--- Excerpt Enclosed Below ---

#DomesticViolenceAwareness, #WhyIDidntReport, Domestic Violence, Grief and Loss, Rape, Uncategorized

Domestic Violence Awareness Month: Nancy’s Story

I’ll have to just focus on one traumatic incident of domestic abuse, because there have been many situations in my life. This one incident involves my cousin and his family. It happened when we were all young, in our 20’s. I had grown up close to this cousin and was Matron of Honor at his wedding. The day of this incident, my then husband, Peter, and I showed up at their apartment to help them with a move, as planned. When the door opened to let us in I saw my cousin’s wife holding a bunch of tissues to her nose. Their little boy, age 3, stood with his arms wrapped tightly across his chest, as if to hug himself. His mouth was turned down at the corners and his eyes averted mine……..I had to use the bathroom and in that room I saw a bathtub half-filled with bloody red water and soaking clothes….the move didn’t happen that day.

I once had a dream that my cousin was a silver airplane that slowly slipped out of the sky and crashed silently to the earth. That’s about the way it went.

Having written a brief account of a day in the distant past when my husband and I showed up to help my cousin and his wife with a move to a new apartment, only to have the moving plans cancelled after finding the wife incapacitated due to the broken bloody nose my cousin had caused earlier in the morning, I decided to write a little more about the violence that enveloped the life of this family member and the lives of many of the other family members whose lives intersected with his.

I’ve been wondering how it all started but analyzing the family, with its history of both wonderful and horrible stories of failures and sadness, joy and accomplishment, is too large a task, so for this project I will focus on telling a little of the story of my cousin.

--- End of Enclosed Excerpt ---
--- Provided material Enclosed Below ---

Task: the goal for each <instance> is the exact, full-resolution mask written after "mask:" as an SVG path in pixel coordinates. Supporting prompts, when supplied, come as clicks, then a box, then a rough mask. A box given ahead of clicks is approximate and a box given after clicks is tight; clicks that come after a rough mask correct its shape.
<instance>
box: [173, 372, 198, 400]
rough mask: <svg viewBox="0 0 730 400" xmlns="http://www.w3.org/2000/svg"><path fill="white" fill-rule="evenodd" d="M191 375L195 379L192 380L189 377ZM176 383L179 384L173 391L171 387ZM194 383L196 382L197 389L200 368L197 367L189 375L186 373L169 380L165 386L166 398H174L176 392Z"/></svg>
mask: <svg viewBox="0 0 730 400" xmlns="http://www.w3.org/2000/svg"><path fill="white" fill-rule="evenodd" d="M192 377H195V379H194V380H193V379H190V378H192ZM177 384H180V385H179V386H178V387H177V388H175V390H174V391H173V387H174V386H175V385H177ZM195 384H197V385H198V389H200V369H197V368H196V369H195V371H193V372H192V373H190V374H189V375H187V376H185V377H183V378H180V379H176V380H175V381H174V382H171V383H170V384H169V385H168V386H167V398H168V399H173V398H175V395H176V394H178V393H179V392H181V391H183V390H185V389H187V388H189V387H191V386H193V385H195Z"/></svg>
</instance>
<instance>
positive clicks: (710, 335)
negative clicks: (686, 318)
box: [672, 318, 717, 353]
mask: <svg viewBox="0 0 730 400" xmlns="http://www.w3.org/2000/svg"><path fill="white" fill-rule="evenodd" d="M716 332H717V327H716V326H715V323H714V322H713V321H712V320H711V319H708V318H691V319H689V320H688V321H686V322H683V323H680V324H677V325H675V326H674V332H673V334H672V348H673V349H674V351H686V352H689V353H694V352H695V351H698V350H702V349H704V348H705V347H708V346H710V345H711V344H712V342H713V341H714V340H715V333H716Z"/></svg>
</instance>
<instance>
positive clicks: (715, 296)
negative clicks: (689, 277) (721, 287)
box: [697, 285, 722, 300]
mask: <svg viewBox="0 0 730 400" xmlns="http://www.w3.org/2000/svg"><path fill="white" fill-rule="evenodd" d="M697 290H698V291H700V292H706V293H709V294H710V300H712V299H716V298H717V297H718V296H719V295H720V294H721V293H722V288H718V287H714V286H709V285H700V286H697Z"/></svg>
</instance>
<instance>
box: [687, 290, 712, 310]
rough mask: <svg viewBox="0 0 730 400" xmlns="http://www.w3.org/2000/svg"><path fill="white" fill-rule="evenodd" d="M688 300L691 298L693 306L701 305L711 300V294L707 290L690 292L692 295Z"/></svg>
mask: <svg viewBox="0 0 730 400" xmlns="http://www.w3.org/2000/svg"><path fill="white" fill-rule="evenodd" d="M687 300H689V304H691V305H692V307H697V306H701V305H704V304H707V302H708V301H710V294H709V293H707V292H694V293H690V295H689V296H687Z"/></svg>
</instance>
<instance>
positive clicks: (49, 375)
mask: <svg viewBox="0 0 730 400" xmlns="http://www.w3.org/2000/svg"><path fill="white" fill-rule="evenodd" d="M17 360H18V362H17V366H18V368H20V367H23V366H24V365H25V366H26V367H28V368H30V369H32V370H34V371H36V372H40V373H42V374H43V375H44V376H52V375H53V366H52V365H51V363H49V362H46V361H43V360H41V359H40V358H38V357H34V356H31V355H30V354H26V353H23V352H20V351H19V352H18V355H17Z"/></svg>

--- End of Enclosed Provided material ---

Directions for this task:
Reproduce, word for word, the portion of Nancy's story that starts at the words "I’ve been wondering" and ends after the words "of my cousin.".

Answer space:
I’ve been wondering how it all started but analyzing the family, with its history of both wonderful and horrible stories of failures and sadness, joy and accomplishment, is too large a task, so for this project I will focus on telling a little of the story of my cousin.